+++ Excerto selecionado
Aguiar dos Santos trabalhou para vários 
órgãos de informação, nomeadamente a Angop, 
o Jornal de Angola, a “Revista Novembro” e
 o “Correio da Semana”.
No semanário Agora, Aguiar dos Santos ensinou-me a liderar homens, a comandar equipas de jornalistas, a lidar com o stress da profissão, a separar a opinião da pura informação e a ser…ousado.

Foram seis anos de relação intensa como seu profissional e doze como amigos. Chamava-me “Ngambaxi” ou “Kota Sebas”.
Aguiar dos Santos aconselhava-me constantemente a ser focado e, preferencialmente, a trabalhar exclusivamente para a sua publicação.

Na verdade, fui sempre, do ponto de vista profissional, um pouco irrequieto. Sempre quis experimentar várias posições e empregos ao mesmo tempo. Tive momentos em que trabalhei, no mesmo período, como editor do Agora, na Ebonet, correspondente no Afrique Information Afrique, redactor de espaço radiofónico na LAC e editor do site NetArtes e da Ebonet. Foi o ponto em que mais divergimos.

“Kota Sebas. Vá com calma”, dizia-me.

Aguiar dos Santos sabia ser amigo, ríspido, teimoso, intempestivo sobretudo com erros, atrasos, incoerências de colaboradores ou posicionamentos de políticos que o desagradavam. Vivia as suas emoções no limite. Bebia. Fumava. Debatia sobre os mais diversos temas. Era autêntico. Leal para com os seus. Fiel à sua convicção. Respeitador da língua de trabalho. Amante inveterado do bom Jornalismo. De quando em vez, falava-nos sobre a sua trajectória profissional.
++++++
Tarefa proposta 1:
Repete o trecho do texto sobre Aguiar dos Santos entre "No semanário Agora, Aguiar" e "a sua publicação.", inclusive.
Tarefa proposta 2:
Lista todas as linhas dos registos que contêm a palavra "cross".
Os registos não têm qualquer relação com o texto.
+++ Material
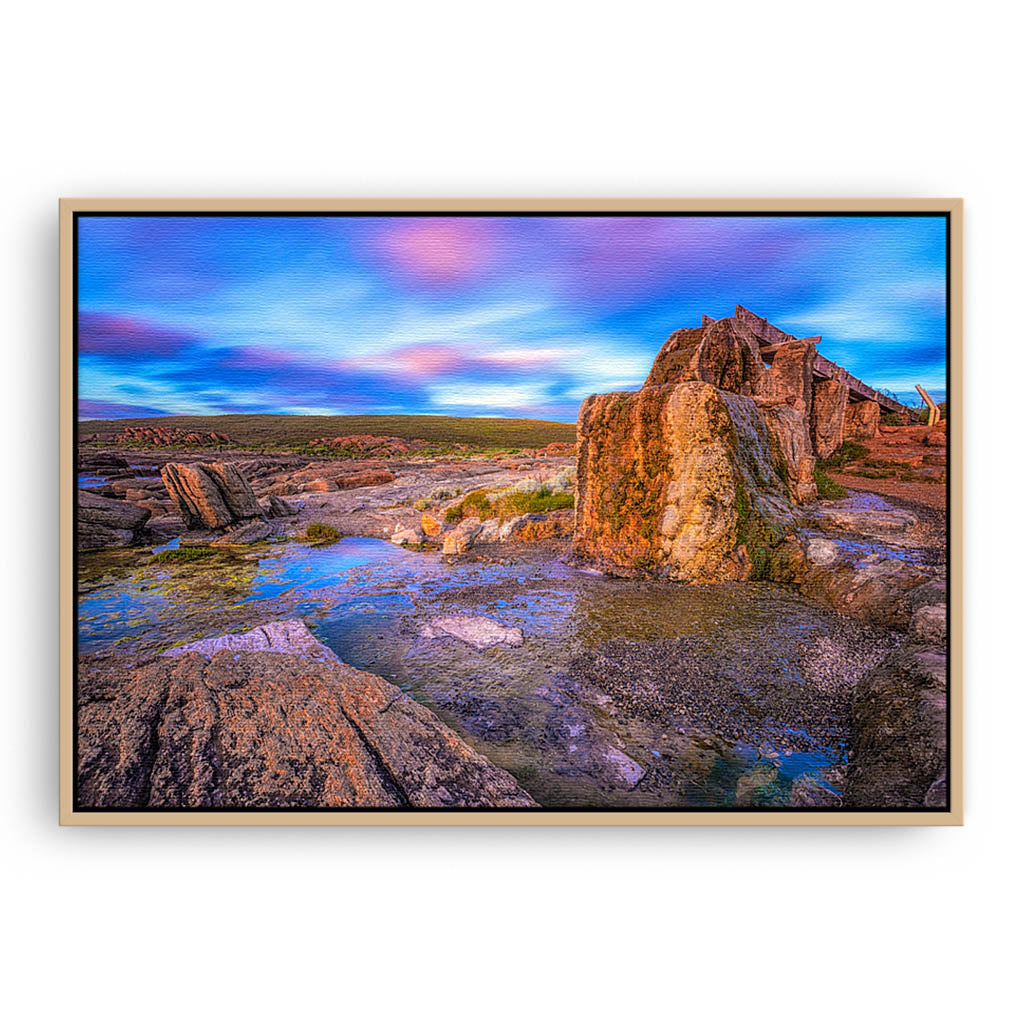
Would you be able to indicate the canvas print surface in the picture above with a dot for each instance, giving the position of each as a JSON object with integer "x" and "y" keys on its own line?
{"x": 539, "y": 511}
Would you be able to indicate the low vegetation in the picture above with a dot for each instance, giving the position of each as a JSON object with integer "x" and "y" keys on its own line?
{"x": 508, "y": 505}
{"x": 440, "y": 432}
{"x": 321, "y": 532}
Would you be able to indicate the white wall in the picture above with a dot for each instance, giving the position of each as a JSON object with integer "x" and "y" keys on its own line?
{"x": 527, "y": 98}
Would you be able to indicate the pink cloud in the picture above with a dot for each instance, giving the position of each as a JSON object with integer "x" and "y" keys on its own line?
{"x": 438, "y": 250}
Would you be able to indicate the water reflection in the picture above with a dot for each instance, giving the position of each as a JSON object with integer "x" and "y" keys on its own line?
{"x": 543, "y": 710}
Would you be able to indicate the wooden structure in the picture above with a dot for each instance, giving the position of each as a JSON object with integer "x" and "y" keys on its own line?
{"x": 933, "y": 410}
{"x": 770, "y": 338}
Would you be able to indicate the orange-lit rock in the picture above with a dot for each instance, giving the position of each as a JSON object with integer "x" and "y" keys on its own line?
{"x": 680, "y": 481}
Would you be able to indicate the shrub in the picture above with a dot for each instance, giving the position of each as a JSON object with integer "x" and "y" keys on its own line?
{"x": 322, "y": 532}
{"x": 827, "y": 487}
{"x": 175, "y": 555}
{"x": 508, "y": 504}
++++++
+++ Material
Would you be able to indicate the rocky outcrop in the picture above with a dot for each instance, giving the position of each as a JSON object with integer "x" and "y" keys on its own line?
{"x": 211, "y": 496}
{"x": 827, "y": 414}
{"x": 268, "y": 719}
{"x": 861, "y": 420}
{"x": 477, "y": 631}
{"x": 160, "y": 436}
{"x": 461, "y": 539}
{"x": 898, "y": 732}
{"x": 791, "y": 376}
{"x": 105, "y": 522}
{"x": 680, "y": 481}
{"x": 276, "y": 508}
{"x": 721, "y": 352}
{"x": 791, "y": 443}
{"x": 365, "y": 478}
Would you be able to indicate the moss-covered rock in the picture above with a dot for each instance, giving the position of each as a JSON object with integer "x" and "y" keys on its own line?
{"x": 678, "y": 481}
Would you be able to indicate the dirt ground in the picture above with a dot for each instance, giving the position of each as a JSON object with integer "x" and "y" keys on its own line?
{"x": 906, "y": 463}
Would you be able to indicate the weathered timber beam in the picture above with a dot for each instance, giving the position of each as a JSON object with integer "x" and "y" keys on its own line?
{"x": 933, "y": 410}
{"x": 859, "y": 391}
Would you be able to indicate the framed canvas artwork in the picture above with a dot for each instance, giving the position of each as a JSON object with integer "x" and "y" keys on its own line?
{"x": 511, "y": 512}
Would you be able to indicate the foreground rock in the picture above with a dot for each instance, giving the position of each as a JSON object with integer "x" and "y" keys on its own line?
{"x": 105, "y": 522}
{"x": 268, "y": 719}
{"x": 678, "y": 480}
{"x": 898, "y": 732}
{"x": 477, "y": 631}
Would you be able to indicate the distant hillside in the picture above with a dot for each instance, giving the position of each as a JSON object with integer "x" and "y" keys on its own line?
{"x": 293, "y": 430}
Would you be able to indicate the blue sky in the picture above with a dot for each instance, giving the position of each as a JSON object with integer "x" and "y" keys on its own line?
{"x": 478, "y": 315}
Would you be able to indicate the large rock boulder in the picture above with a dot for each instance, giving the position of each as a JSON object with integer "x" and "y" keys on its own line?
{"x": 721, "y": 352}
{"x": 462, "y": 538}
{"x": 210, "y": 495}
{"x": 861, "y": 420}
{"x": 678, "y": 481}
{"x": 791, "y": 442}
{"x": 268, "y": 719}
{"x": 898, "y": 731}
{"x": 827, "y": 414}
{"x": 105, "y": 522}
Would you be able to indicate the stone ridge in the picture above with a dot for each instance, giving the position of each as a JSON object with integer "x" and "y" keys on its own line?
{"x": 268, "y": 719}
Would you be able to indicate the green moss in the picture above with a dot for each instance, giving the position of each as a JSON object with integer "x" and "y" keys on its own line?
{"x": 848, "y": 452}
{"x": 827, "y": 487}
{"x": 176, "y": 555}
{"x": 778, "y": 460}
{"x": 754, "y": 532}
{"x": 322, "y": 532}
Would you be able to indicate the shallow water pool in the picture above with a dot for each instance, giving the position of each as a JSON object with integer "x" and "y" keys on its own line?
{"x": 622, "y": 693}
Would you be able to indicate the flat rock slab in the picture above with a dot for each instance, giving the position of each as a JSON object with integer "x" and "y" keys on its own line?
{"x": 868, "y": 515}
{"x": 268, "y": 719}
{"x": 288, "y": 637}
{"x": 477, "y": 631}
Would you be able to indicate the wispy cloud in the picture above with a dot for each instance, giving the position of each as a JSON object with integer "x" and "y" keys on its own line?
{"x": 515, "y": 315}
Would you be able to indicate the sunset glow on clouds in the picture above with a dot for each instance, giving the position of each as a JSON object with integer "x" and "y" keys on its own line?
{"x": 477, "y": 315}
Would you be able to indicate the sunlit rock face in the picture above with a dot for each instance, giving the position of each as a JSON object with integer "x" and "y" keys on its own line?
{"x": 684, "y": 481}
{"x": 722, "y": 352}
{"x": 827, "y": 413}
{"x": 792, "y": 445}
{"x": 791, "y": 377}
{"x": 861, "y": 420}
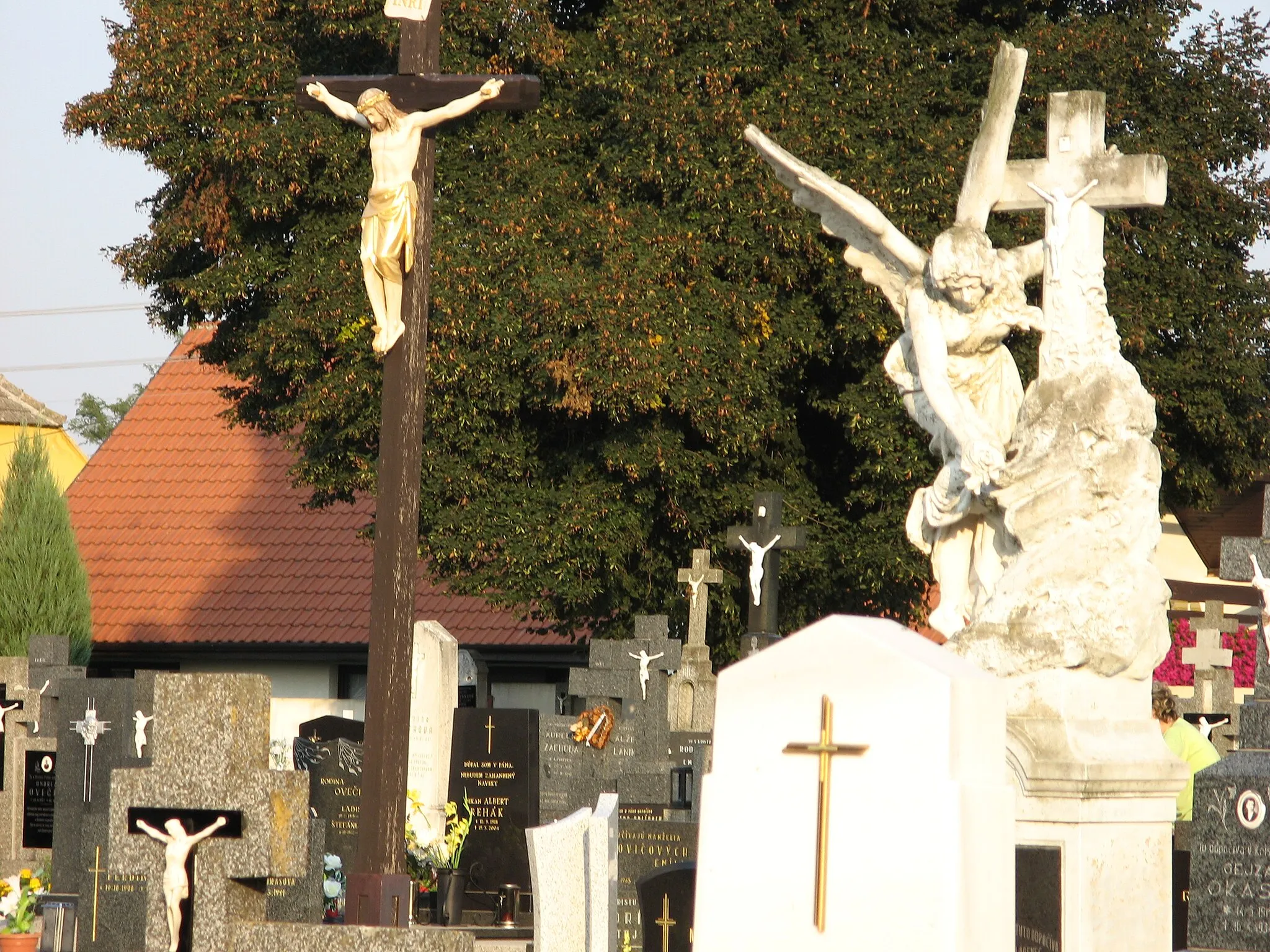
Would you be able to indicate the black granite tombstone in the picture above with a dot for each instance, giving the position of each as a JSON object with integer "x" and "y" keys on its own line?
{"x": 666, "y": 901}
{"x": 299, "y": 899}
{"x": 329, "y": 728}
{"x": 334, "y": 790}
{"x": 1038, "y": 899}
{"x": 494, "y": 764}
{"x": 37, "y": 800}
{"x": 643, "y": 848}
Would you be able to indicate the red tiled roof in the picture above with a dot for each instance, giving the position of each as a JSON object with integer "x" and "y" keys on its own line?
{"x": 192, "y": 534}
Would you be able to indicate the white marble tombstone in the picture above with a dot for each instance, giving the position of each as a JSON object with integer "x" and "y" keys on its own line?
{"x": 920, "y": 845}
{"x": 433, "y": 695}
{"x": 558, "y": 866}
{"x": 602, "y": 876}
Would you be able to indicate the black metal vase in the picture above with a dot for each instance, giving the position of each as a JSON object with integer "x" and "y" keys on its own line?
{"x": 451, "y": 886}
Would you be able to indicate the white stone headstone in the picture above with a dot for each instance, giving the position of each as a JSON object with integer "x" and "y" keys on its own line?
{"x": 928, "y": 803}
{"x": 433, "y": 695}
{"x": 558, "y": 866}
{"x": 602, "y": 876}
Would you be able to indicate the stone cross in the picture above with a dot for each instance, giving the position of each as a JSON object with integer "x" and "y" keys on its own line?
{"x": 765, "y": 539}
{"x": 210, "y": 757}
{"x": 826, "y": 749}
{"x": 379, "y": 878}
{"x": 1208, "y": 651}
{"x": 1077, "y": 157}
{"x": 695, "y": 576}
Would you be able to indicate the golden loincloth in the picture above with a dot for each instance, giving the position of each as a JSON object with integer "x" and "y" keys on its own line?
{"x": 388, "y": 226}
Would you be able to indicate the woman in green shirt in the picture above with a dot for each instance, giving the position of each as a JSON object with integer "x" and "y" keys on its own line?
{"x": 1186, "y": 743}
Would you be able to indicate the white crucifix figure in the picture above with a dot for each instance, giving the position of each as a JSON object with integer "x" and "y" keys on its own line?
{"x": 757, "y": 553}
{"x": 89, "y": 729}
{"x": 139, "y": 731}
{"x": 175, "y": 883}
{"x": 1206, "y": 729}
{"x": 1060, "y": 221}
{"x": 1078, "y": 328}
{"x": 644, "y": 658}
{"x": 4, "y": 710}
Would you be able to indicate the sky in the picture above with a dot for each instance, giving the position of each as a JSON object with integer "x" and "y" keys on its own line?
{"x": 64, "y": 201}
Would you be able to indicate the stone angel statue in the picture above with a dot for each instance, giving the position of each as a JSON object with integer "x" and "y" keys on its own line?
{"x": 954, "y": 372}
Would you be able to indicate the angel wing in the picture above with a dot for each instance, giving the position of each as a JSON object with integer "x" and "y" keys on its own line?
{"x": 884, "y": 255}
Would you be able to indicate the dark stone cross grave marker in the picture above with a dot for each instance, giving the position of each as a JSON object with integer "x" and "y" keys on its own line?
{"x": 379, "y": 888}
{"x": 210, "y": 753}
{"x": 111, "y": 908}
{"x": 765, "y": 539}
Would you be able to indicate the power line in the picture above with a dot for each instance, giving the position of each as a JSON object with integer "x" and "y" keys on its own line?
++++++
Resposta completa 1:
No semanário Agora, Aguiar dos Santos ensinou-me a liderar homens, a comandar equipas de jornalistas, a lidar com o stress da profissão, a separar a opinião da pura informação e a ser…ousado.

Foram seis anos de relação intensa como seu profissional e doze como amigos. Chamava-me “Ngambaxi” ou “Kota Sebas”.
Aguiar dos Santos aconselhava-me constantemente a ser focado e, preferencialmente, a trabalhar exclusivamente para a sua publicação.

Resposta completa 2:
Would you be able to indicate the stone cross in the picture above with a dot for each instance, giving the position of each as a JSON object with integer "x" and "y" keys on its own line?
Would you be able to indicate the dark stone cross grave marker in the picture above with a dot for each instance, giving the position of each as a JSON object with integer "x" and "y" keys on its own line?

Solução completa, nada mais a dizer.